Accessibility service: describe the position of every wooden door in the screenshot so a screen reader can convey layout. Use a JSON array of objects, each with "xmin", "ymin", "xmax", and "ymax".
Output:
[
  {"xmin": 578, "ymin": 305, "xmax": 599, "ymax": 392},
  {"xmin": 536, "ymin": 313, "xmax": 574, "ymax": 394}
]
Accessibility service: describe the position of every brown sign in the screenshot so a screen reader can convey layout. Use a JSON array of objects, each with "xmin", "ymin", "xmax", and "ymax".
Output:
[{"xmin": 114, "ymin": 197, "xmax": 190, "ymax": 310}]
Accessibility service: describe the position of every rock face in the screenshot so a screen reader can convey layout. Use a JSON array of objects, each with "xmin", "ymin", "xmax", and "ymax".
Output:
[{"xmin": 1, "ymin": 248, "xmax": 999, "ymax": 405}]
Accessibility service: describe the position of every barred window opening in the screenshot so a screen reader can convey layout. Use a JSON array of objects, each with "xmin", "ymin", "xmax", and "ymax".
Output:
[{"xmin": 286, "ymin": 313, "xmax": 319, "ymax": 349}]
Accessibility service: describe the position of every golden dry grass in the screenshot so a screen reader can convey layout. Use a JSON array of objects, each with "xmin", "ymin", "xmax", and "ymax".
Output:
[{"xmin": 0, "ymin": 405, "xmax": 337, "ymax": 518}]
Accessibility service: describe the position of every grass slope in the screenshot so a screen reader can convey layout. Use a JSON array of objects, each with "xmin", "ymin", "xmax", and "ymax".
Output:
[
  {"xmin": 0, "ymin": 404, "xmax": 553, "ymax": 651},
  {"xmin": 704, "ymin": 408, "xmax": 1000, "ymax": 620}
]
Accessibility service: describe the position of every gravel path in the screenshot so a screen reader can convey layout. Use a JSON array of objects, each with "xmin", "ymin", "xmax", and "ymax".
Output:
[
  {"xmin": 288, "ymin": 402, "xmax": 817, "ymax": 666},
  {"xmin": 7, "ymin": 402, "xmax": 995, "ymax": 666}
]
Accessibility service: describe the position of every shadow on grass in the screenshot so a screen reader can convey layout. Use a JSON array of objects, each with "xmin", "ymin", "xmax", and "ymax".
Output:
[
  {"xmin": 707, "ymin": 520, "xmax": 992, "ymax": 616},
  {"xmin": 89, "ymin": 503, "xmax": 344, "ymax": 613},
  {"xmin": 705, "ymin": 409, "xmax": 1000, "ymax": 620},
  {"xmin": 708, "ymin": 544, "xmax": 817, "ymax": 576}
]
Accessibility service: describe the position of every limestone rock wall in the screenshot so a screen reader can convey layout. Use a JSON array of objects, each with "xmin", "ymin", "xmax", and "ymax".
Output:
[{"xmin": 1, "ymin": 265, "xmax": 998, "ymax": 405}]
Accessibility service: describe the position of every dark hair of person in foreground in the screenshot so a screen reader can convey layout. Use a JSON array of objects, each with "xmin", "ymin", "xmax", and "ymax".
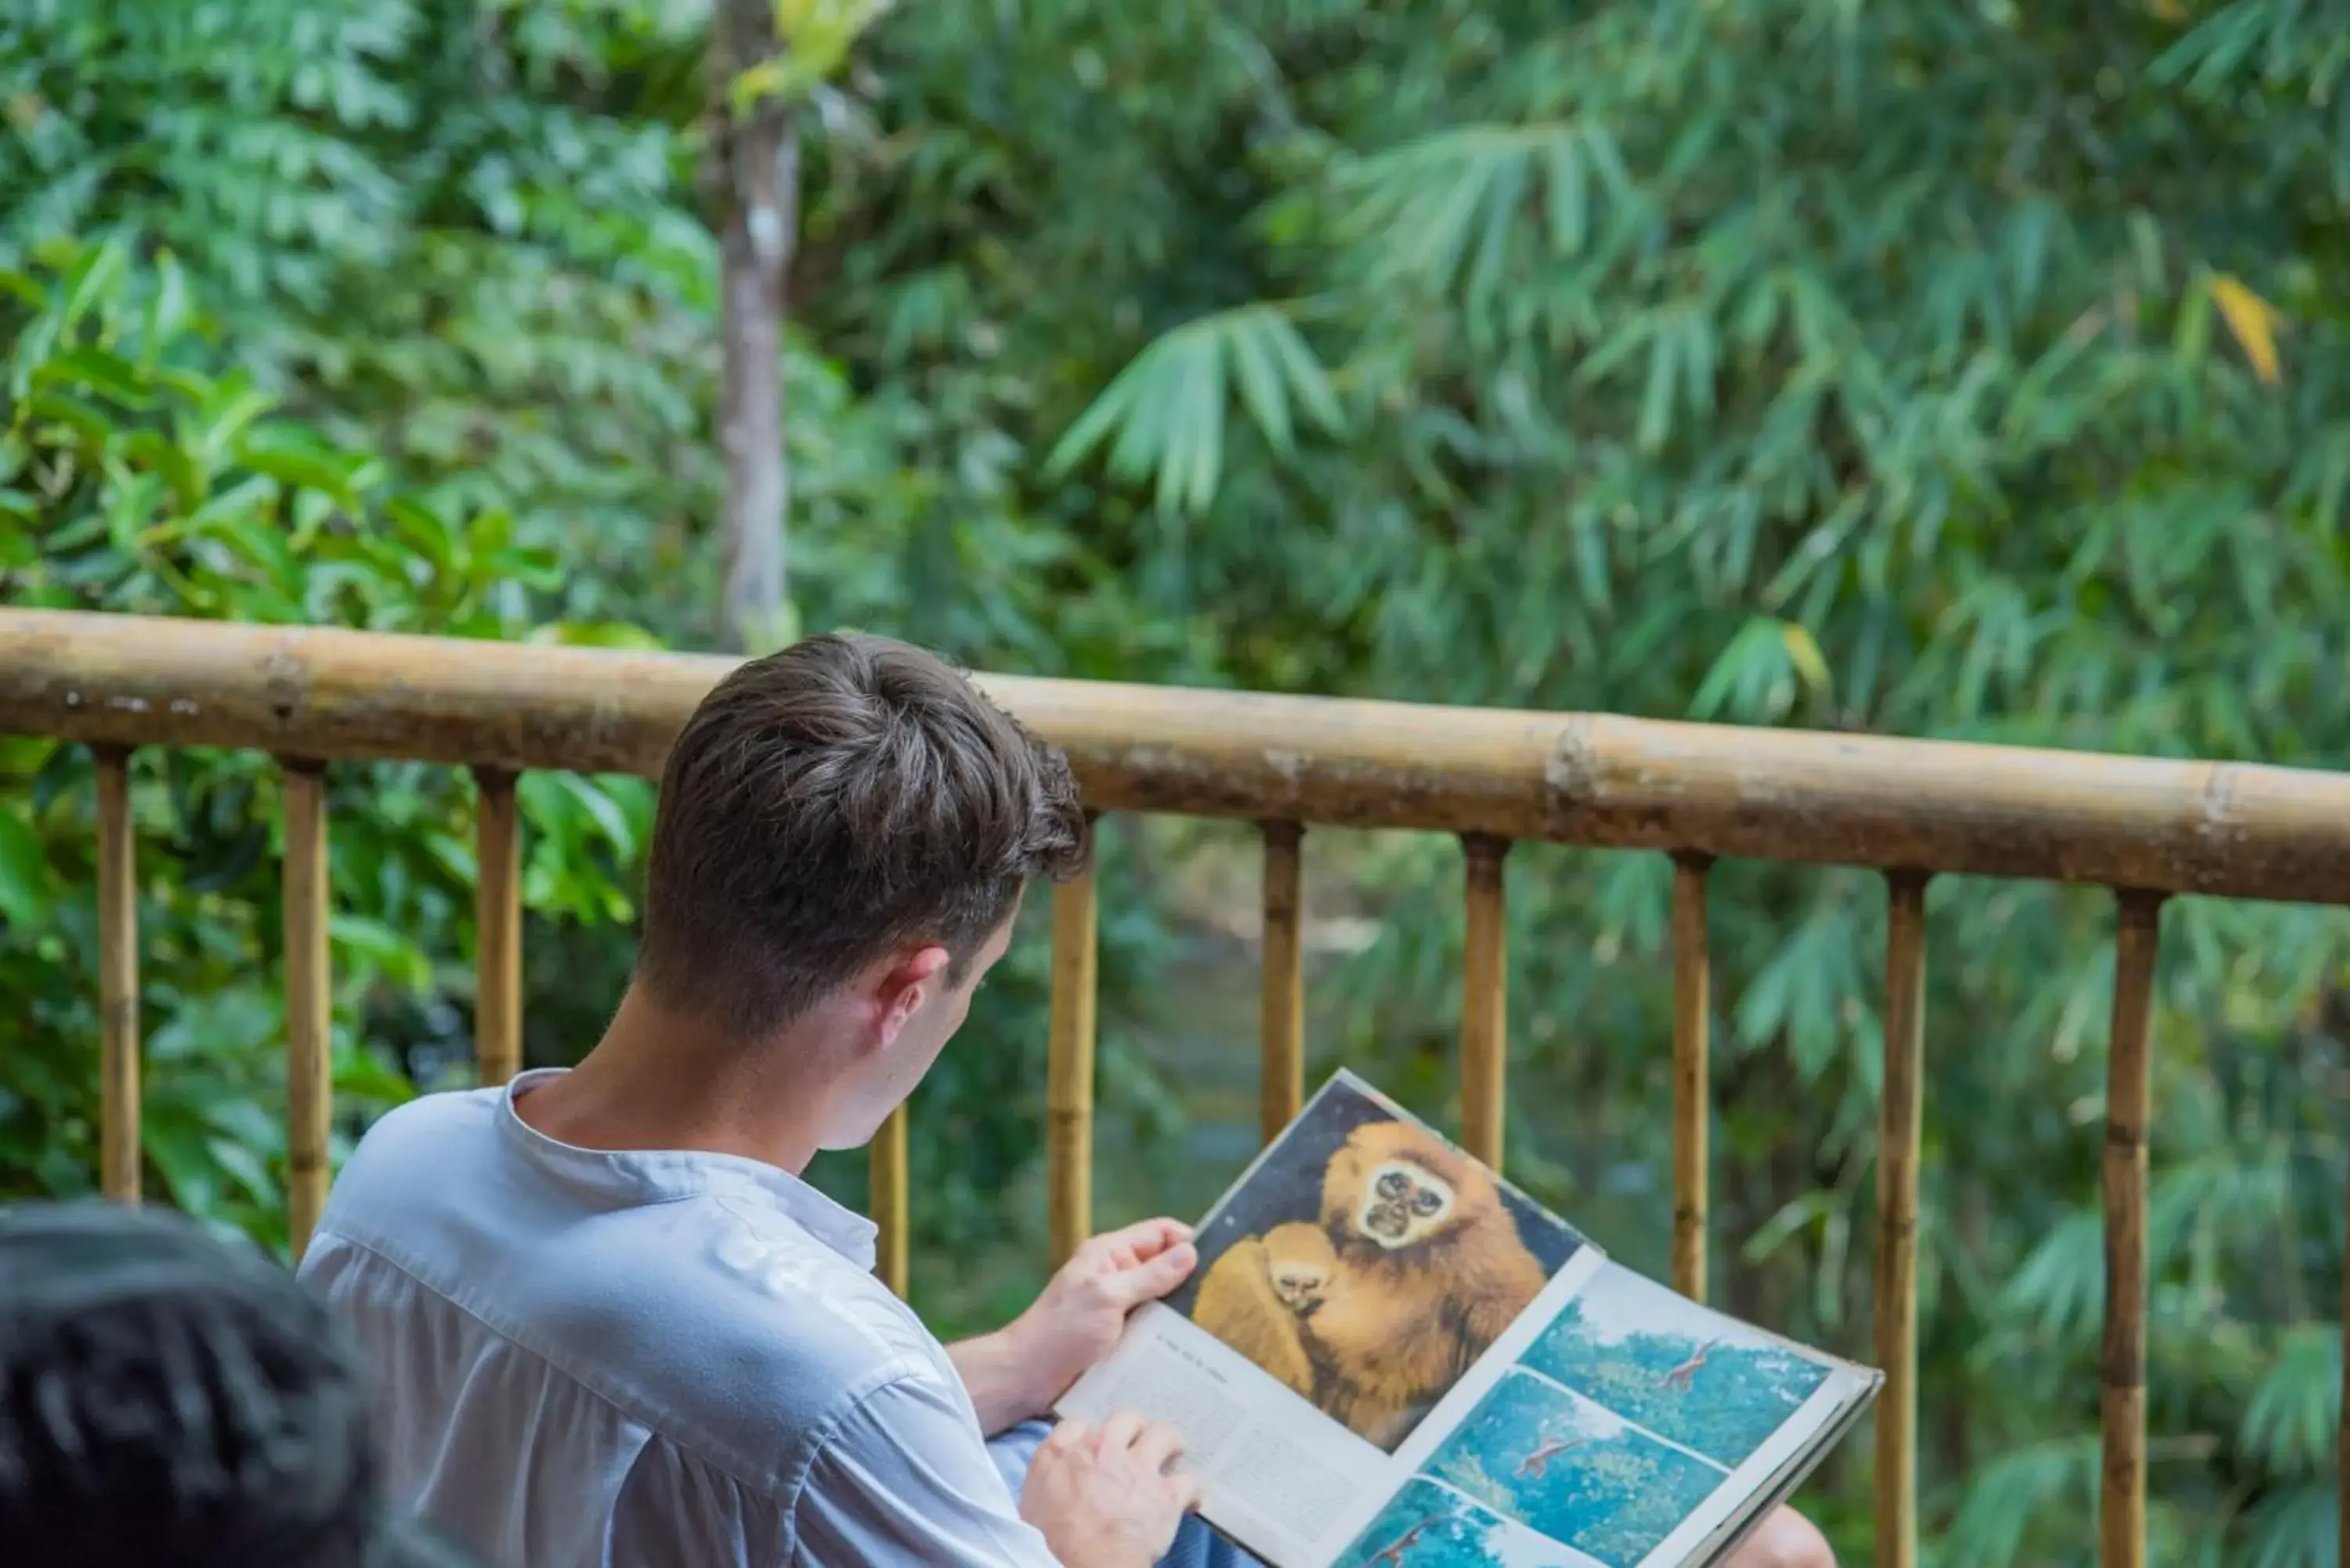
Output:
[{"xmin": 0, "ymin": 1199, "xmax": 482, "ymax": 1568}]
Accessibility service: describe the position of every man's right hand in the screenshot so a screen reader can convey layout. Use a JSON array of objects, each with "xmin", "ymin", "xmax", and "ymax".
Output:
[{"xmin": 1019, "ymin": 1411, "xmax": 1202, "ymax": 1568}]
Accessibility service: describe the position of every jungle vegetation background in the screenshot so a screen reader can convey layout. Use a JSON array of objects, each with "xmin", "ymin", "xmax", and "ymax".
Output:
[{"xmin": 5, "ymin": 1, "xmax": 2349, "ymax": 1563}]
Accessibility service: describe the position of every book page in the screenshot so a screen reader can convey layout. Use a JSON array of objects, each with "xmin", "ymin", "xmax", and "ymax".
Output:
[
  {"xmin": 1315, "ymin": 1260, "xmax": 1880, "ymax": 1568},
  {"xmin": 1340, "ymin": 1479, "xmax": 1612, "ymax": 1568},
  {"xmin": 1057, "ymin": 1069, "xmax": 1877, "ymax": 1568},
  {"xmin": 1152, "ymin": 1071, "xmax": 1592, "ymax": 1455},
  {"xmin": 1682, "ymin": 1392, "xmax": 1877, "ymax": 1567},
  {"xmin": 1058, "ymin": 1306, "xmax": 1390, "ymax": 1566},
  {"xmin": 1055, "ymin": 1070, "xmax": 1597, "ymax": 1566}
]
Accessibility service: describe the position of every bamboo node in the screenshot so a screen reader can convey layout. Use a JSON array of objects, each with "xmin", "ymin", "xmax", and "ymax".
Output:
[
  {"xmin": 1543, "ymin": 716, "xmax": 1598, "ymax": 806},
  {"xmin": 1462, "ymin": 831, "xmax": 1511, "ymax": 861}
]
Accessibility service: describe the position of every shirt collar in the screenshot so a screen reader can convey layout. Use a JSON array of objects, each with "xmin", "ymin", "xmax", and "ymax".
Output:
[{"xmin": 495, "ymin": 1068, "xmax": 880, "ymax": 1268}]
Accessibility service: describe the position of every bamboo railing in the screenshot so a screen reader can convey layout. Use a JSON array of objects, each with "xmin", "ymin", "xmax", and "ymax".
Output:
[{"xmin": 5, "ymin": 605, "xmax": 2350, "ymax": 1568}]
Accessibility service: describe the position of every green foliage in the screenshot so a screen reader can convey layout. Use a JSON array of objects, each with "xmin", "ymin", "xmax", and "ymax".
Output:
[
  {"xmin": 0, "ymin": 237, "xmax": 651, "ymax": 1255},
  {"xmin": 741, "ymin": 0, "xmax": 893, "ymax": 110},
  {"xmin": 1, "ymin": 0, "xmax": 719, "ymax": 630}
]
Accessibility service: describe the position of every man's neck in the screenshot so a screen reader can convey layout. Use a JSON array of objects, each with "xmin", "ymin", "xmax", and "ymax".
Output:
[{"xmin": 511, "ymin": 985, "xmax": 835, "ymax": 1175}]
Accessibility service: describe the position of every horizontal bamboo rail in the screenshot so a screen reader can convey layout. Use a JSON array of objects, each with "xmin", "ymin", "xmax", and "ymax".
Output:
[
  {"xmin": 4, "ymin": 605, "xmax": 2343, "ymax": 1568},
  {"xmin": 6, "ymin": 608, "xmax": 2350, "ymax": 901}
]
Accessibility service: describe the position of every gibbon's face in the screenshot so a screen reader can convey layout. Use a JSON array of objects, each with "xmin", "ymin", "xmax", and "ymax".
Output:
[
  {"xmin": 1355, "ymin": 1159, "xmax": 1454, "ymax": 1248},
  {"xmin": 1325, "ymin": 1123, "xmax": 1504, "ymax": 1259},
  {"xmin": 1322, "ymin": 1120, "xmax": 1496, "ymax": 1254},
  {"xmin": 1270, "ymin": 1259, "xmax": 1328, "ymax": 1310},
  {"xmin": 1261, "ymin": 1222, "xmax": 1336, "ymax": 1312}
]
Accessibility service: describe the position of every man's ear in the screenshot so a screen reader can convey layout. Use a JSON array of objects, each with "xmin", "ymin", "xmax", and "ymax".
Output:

------------------------------------------------

• [WHAT YOU SHOULD DO]: Word for word, restate the listing above from its first line to the line with "Accessibility service: describe the position of every shadow", keeping both.

• [WRITTEN ANSWER]:
Accessibility service: describe the position of every wooden door in the screenshot so a screen reader can convey layout. Use a JSON array of objects, each with "xmin", "ymin", "xmax", and "ymax".
Output:
[
  {"xmin": 578, "ymin": 305, "xmax": 599, "ymax": 392},
  {"xmin": 536, "ymin": 313, "xmax": 574, "ymax": 394}
]
Accessibility service: describe the position of every brown sign in the screenshot so a screen reader can convey layout. Use a JSON array of objects, each with "xmin", "ymin", "xmax", and "ymax".
Output:
[{"xmin": 114, "ymin": 197, "xmax": 190, "ymax": 310}]
Accessibility service: describe the position of every rock face in the screenshot so a screen reader can convey layout. Use a JSON array of objects, each with "xmin", "ymin", "xmax", and "ymax".
Output:
[{"xmin": 1, "ymin": 248, "xmax": 999, "ymax": 405}]
Accessibility service: describe the position of every barred window opening in the screenshot so a screen reader can convey layout. Use a JSON array of objects, each with "xmin", "ymin", "xmax", and "ymax".
Output:
[{"xmin": 286, "ymin": 313, "xmax": 319, "ymax": 349}]
Accessibility service: describe the position of every golden dry grass in the screenshot so a screen reader can convey layout. Use a JSON array of objects, each with "xmin", "ymin", "xmax", and "ymax".
Output:
[{"xmin": 0, "ymin": 405, "xmax": 337, "ymax": 518}]
Accessibility service: describe the position of every grass slope in the screenshot so a screen reader can convey layout. Use a JSON array of objects, each with "xmin", "ymin", "xmax", and "ymax".
Output:
[
  {"xmin": 0, "ymin": 404, "xmax": 553, "ymax": 651},
  {"xmin": 704, "ymin": 408, "xmax": 1000, "ymax": 620}
]
Accessibility service: describe the position of every gravel path in the screenshot so a screen reader can convey layout. Use a JSON array of objects, each with "xmin", "ymin", "xmax", and "ymax".
Output:
[
  {"xmin": 288, "ymin": 402, "xmax": 817, "ymax": 666},
  {"xmin": 7, "ymin": 402, "xmax": 995, "ymax": 666}
]
Accessibility service: describe the position of every shadow on grass in the screenshot so a screen reader can convey layout. Use a JSON array of objects, each with "xmin", "ymin", "xmax", and "ymax".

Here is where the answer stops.